## Provided text
Start
Balkinization  

Monday, May 23, 2011

Junot Diaz on Responsibility for Haitian Poverty

Frank Pasquale


Earthquakes in Japan and Haiti have raised many troubling issues of democratic accountability and structural disadvantage. Writing in the Boston Review, novelist Junot Diaz offers a compelling perspective on the Haiti situation, still desperate over a year after the shock. As he reminds us, "Haiti is by nearly every metric one of the poorest nations on the planet—a mind-blowing 80 percent of the population live in poverty . . . two-thirds of the workforce have no regular employment, and, for those who do have jobs, wages hover around two dollars a day." Things were terrible before the earthquake, and there is no dream of dramatic improvement after, even if the remaining two thirds of the money pledged to Haiti actually finds its way there.
End
## Collected data
Start
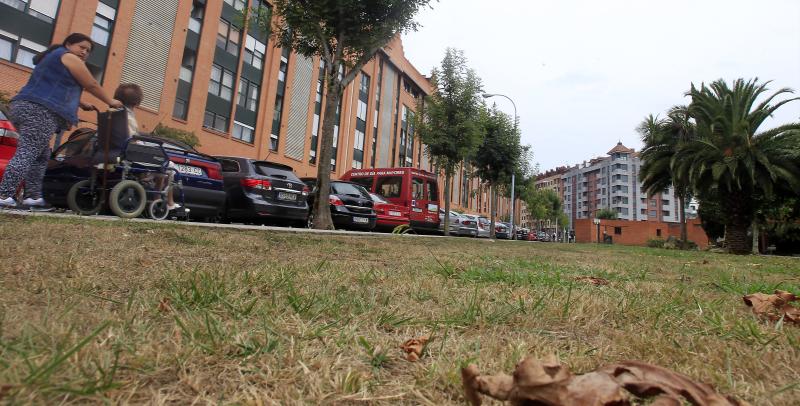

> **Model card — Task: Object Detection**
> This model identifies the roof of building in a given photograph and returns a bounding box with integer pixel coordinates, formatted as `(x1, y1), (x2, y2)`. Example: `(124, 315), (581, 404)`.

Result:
(608, 141), (636, 155)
End
## Directions
(1) In the Haiti post, what percentage of Haiti's population lives in poverty?
(2) Translate this sentence from the Haiti post into French: "Earthquakes in Japan and Haiti have raised many troubling issues of democratic accountability and structural disadvantage."

## Results of the tasks
(1) 80 percent

(2) Les séismes au Japon et en Haïti ont soulevé de nombreuses questions troublantes de responsabilité démocratique et de désavantage structurel.